_REQUIRED TASK:_ Please pick out and copy every line of the records below that contains the string "green". Case counts.

_STORED ROWS:_
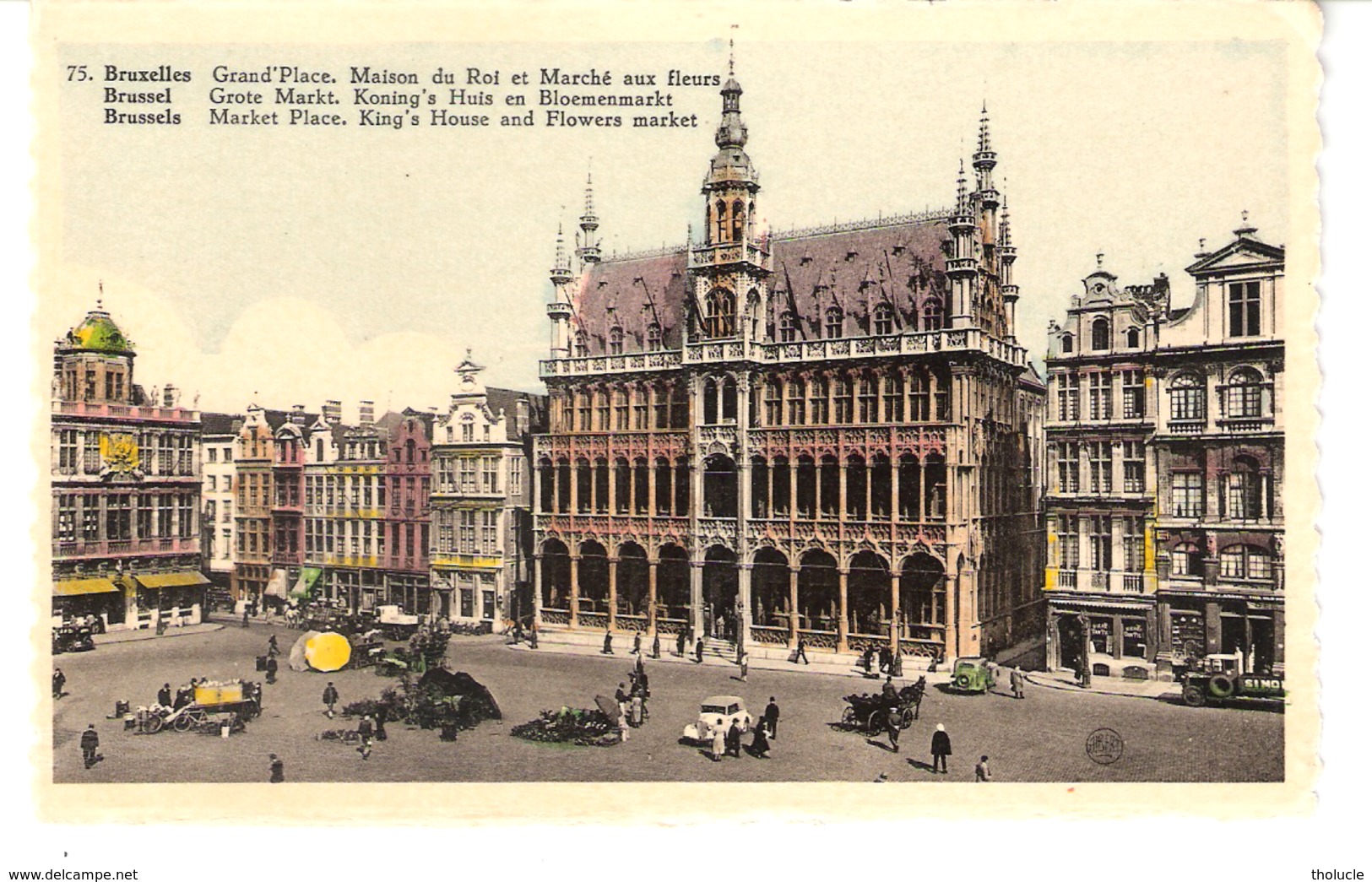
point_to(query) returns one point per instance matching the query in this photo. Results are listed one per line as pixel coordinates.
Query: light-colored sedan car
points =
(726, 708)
...
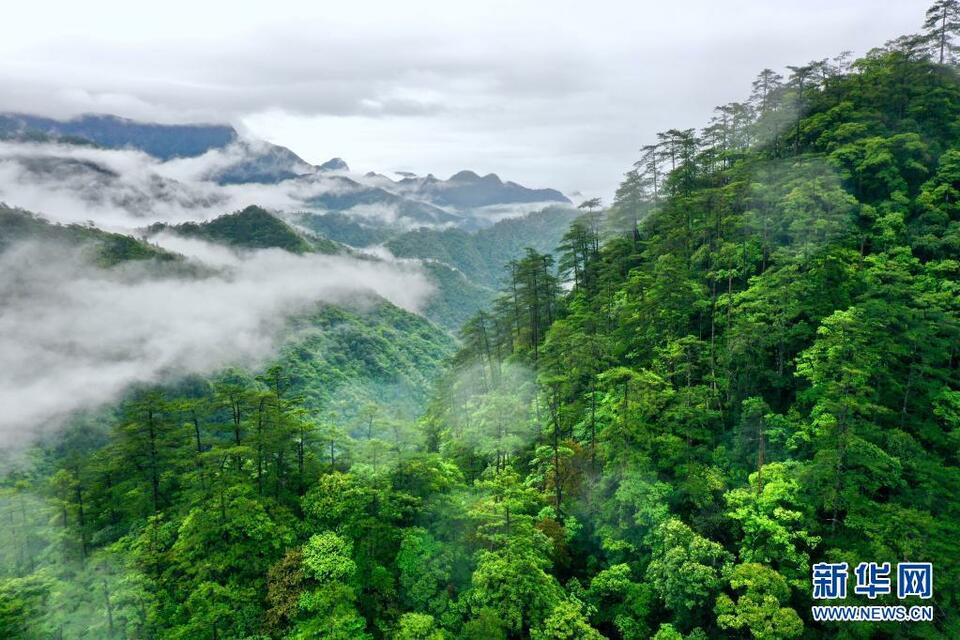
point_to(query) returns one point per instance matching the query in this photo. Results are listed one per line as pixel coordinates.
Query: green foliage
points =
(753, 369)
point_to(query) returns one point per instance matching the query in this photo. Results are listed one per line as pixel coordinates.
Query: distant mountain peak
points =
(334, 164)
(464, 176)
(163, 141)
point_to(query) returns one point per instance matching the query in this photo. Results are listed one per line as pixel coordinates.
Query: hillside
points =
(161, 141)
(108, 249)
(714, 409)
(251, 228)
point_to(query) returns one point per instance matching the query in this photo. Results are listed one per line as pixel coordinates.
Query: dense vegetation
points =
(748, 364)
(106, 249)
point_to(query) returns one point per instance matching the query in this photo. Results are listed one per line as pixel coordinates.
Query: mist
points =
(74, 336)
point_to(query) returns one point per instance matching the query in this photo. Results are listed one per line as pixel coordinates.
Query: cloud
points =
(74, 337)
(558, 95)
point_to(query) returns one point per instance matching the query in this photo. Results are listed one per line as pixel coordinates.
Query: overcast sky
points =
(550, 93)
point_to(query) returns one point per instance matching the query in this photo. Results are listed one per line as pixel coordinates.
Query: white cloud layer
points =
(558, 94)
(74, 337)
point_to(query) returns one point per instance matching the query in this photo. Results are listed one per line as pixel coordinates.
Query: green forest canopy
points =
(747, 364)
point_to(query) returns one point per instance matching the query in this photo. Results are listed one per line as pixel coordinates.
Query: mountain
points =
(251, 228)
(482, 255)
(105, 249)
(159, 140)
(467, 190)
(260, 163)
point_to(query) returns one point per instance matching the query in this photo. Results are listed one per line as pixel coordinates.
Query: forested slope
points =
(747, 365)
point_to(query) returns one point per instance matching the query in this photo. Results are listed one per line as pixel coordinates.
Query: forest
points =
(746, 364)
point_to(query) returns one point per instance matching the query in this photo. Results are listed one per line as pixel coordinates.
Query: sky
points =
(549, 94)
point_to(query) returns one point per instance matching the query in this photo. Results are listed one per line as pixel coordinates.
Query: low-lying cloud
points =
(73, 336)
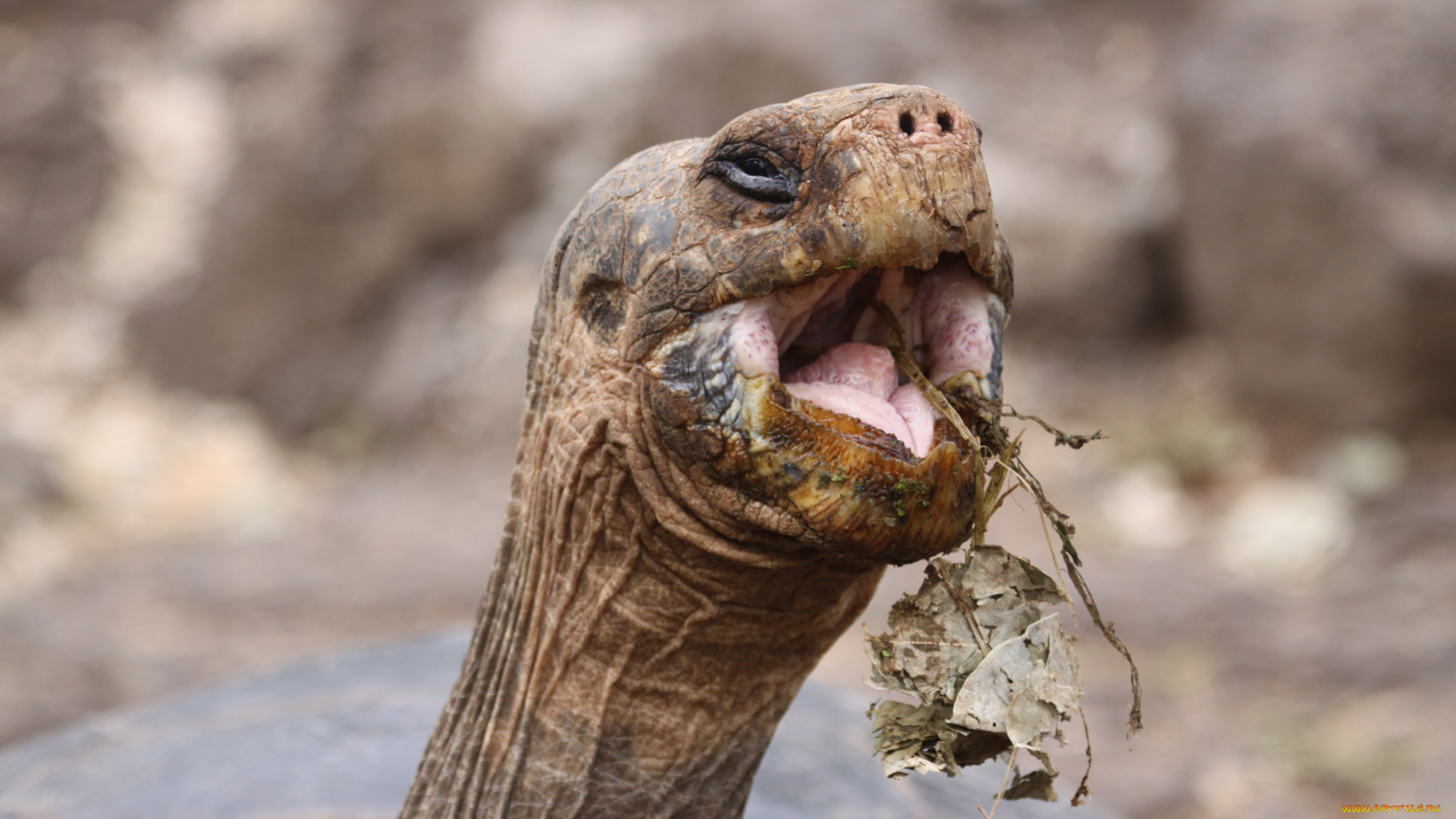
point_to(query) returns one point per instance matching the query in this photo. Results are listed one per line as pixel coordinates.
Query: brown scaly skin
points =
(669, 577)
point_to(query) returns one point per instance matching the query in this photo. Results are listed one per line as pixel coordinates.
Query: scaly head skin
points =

_OUTPUT:_
Query: green foliage
Query: green forest canopy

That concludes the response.